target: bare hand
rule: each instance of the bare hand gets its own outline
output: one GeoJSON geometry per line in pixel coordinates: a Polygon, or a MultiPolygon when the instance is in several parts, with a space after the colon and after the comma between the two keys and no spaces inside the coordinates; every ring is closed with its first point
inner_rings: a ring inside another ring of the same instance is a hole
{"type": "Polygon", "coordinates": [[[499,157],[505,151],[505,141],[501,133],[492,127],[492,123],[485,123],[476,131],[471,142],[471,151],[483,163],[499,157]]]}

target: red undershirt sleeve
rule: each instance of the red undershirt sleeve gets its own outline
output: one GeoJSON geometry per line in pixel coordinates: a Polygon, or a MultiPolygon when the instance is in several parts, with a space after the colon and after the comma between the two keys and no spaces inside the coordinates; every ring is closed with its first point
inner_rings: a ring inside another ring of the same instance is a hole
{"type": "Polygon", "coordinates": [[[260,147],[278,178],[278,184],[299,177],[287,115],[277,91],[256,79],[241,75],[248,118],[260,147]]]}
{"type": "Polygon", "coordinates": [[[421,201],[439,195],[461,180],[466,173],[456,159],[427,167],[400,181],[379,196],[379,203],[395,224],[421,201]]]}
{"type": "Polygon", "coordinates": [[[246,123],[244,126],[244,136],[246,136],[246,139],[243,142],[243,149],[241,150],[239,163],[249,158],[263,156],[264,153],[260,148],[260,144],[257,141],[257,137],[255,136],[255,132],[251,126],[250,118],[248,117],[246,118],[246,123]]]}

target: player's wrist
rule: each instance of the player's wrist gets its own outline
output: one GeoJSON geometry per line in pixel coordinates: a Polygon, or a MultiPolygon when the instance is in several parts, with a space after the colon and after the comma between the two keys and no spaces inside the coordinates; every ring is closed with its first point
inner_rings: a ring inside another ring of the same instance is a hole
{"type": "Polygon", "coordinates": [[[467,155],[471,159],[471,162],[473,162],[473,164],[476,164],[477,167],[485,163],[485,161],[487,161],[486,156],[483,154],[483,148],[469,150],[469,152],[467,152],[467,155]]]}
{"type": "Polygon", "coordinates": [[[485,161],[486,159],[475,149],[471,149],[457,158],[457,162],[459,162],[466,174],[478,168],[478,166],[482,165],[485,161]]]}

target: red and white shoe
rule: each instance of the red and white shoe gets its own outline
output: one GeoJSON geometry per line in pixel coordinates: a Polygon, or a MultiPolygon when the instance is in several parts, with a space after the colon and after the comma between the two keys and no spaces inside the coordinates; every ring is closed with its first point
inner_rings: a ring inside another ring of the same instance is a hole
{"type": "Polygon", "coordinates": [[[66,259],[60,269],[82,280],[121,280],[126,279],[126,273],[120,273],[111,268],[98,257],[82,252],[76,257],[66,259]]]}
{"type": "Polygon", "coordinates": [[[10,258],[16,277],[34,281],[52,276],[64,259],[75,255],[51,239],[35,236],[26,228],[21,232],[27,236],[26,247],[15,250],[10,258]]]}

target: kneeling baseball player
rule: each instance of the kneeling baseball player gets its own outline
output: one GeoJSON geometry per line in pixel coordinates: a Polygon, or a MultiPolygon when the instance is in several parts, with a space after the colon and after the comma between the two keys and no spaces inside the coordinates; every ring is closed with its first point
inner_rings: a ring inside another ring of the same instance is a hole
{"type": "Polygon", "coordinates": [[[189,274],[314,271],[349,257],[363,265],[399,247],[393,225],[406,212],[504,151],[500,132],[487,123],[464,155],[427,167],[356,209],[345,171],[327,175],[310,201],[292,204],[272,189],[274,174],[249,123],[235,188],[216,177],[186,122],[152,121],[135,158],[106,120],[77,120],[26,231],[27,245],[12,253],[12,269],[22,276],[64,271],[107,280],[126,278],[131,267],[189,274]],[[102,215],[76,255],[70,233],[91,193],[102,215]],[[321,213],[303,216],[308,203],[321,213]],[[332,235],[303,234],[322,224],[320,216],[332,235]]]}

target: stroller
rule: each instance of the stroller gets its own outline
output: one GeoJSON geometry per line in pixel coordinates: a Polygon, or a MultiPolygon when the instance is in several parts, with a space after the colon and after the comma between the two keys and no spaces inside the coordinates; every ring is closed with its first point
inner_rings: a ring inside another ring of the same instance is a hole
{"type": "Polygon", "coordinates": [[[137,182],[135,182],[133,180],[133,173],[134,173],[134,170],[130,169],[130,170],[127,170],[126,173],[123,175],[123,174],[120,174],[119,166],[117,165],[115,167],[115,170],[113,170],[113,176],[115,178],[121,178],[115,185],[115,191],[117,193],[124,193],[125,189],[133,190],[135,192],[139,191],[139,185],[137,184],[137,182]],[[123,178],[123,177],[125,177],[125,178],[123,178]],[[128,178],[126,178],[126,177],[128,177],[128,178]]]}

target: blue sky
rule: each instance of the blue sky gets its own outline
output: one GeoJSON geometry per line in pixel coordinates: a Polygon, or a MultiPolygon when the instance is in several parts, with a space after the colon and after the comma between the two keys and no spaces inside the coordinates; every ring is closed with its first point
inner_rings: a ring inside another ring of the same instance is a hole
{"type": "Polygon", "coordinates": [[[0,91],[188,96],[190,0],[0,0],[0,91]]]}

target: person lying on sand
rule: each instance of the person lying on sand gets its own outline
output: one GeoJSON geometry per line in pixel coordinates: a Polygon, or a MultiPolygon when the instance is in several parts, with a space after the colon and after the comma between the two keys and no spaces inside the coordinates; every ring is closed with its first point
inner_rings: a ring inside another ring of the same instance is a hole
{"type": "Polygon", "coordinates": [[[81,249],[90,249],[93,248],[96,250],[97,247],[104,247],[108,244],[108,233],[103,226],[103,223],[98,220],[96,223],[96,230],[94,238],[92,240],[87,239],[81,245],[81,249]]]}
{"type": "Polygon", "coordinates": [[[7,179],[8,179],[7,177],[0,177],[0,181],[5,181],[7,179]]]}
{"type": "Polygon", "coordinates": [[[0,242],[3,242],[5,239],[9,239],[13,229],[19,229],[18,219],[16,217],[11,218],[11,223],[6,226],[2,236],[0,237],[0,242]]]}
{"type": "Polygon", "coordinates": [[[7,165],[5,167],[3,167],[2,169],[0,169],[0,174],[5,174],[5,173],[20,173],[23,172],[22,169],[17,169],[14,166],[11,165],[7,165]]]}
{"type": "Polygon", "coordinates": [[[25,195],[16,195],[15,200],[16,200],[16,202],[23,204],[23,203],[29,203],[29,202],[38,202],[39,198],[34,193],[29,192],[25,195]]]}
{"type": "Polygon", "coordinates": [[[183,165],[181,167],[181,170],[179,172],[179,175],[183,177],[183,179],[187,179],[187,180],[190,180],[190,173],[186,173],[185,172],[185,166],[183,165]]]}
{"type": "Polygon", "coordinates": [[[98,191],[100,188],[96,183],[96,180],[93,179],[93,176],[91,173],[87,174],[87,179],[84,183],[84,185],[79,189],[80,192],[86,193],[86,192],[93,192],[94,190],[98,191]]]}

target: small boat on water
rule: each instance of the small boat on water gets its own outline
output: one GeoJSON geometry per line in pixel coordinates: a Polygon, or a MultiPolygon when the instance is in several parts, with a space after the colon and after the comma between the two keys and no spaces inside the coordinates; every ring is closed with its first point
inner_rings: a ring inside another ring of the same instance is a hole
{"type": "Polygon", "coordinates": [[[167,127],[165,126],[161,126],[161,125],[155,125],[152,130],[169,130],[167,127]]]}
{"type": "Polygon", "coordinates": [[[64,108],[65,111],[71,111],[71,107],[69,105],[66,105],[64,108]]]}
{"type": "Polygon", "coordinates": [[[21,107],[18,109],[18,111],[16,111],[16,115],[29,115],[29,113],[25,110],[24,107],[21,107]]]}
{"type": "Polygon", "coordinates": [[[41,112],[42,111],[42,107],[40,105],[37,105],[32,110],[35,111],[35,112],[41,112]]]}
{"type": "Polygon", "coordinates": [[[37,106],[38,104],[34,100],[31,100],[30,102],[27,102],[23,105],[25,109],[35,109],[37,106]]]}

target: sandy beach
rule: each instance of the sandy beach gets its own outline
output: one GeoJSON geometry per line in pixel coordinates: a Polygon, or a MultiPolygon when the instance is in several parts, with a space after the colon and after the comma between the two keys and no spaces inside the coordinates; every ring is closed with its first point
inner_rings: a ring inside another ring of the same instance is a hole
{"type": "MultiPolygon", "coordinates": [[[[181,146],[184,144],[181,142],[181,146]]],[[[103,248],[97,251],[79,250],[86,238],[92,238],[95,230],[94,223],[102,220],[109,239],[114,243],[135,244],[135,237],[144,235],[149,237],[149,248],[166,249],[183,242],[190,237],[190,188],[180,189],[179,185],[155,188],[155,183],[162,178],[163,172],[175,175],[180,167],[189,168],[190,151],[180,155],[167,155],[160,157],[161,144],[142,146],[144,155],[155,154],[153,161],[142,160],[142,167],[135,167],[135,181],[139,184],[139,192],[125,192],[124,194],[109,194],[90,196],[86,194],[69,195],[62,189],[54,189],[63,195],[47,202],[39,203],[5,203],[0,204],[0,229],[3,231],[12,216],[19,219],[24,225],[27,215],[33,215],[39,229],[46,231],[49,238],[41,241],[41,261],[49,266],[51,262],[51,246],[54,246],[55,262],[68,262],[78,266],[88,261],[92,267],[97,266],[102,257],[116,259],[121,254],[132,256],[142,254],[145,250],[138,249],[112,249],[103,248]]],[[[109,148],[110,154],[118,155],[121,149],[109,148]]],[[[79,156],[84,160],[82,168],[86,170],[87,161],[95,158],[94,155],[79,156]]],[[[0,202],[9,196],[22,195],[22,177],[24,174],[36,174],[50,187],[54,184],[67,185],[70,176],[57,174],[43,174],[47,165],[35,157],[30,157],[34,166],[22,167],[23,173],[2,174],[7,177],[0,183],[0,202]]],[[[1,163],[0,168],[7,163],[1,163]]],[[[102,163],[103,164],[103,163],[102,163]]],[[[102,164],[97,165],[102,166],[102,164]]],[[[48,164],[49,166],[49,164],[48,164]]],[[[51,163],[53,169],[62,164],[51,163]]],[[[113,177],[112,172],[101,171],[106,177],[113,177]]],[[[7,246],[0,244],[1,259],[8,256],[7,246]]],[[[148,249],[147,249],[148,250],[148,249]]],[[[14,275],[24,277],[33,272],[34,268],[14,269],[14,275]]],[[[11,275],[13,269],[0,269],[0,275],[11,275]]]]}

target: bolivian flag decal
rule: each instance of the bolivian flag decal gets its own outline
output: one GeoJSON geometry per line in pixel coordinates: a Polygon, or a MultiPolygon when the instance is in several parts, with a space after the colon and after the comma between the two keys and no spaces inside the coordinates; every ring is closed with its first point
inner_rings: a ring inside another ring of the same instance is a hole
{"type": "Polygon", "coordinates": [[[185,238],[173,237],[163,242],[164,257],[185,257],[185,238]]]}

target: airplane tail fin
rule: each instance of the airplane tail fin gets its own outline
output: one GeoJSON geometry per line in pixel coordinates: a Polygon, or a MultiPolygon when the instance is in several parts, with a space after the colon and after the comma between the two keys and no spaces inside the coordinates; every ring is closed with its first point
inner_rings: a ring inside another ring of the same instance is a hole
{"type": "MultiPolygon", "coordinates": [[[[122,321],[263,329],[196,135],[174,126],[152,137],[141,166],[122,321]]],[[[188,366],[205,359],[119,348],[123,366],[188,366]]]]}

----------

Work instructions: To answer, copy each line from the material above that has the word "water".

Output for this task:
target: small boat on water
rule: each instance of the small boat on water gets its own outline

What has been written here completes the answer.